• _Material for the task_:
— Start —

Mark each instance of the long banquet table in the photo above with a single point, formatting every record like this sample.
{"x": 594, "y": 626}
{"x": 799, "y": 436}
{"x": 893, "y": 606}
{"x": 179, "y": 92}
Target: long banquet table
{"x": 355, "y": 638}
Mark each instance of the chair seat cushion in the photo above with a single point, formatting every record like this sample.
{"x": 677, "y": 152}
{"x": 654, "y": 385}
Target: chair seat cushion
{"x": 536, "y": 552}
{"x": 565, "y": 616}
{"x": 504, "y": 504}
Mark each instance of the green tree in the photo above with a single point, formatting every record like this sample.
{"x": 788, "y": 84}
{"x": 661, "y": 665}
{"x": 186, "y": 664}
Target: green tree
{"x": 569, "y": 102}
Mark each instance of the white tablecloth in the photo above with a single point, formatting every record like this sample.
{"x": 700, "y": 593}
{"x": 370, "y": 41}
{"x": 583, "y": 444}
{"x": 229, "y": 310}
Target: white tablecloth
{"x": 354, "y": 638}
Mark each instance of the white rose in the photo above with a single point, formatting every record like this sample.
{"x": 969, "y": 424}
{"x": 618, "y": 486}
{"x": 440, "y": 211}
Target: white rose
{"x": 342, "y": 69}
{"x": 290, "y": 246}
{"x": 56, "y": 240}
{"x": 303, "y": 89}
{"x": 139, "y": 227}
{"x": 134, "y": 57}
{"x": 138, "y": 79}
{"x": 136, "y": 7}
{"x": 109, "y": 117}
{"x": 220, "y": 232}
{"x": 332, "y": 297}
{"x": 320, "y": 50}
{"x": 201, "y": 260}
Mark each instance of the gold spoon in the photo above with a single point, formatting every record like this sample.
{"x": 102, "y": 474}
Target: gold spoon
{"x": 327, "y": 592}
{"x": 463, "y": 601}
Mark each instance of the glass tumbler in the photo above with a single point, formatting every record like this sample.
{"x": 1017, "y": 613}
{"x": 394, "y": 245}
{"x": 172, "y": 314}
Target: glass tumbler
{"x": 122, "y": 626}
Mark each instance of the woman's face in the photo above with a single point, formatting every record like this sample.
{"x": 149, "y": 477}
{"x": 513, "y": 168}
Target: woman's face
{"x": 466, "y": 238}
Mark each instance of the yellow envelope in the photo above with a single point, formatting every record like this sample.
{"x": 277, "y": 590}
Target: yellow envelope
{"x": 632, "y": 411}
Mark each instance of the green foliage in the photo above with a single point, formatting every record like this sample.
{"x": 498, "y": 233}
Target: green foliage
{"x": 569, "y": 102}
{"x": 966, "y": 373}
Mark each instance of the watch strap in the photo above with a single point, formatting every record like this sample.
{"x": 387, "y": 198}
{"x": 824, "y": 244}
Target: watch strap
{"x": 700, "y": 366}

— End —

• _Required work_: Please copy every line of the items above without any changes.

• _Expected output_:
Mark each instance of the long banquet table in the photo above with a single point, formatting every record like this sample.
{"x": 594, "y": 626}
{"x": 799, "y": 436}
{"x": 893, "y": 606}
{"x": 179, "y": 92}
Target: long banquet table
{"x": 355, "y": 638}
Mark each instance of the chair seat cushion in the photo above with a single point, formatting every record like this sample.
{"x": 677, "y": 152}
{"x": 654, "y": 385}
Target: chair seat cushion
{"x": 536, "y": 552}
{"x": 565, "y": 616}
{"x": 504, "y": 504}
Mark each instance of the green tree in the photo above with a single point, formatting every record like this sample.
{"x": 788, "y": 84}
{"x": 661, "y": 665}
{"x": 186, "y": 664}
Target: green tree
{"x": 569, "y": 102}
Mark each instance of the white tablecloth in the photo above with a single point, formatting every record like this sample.
{"x": 700, "y": 593}
{"x": 370, "y": 41}
{"x": 583, "y": 444}
{"x": 229, "y": 310}
Target: white tablecloth
{"x": 354, "y": 638}
Mark each instance of the white rose in the photo above with a single point, formatting every record like this sample.
{"x": 969, "y": 424}
{"x": 618, "y": 486}
{"x": 440, "y": 211}
Target: white rose
{"x": 342, "y": 69}
{"x": 290, "y": 246}
{"x": 56, "y": 240}
{"x": 303, "y": 89}
{"x": 139, "y": 227}
{"x": 134, "y": 57}
{"x": 138, "y": 79}
{"x": 136, "y": 7}
{"x": 109, "y": 117}
{"x": 220, "y": 232}
{"x": 332, "y": 297}
{"x": 320, "y": 50}
{"x": 201, "y": 260}
Mark each instance of the gold spoon in the photo above with a single point, formatting every record like this sample.
{"x": 102, "y": 474}
Target: gold spoon
{"x": 327, "y": 592}
{"x": 463, "y": 601}
Mark each instance of the glass tumbler in the photo above with a single point, formatting every record like this sample.
{"x": 1017, "y": 613}
{"x": 394, "y": 245}
{"x": 172, "y": 314}
Target: glass tumbler
{"x": 122, "y": 626}
Mark each instance of the woman's face in the photo above with a single point, formatting every record like this sample.
{"x": 149, "y": 477}
{"x": 513, "y": 168}
Target: woman's face
{"x": 466, "y": 238}
Mark each instance of the yellow envelope in the photo above with a single point, formatting every record like this sample.
{"x": 277, "y": 590}
Target: yellow envelope
{"x": 632, "y": 411}
Mark each instance of the green foliage in the photo above with a single point, formatting every record like this sample.
{"x": 498, "y": 233}
Target: green foliage
{"x": 569, "y": 102}
{"x": 966, "y": 373}
Mark each instance of the watch strap in the photo above with a single point, formatting every record like this sample.
{"x": 387, "y": 198}
{"x": 824, "y": 244}
Target: watch strap
{"x": 700, "y": 366}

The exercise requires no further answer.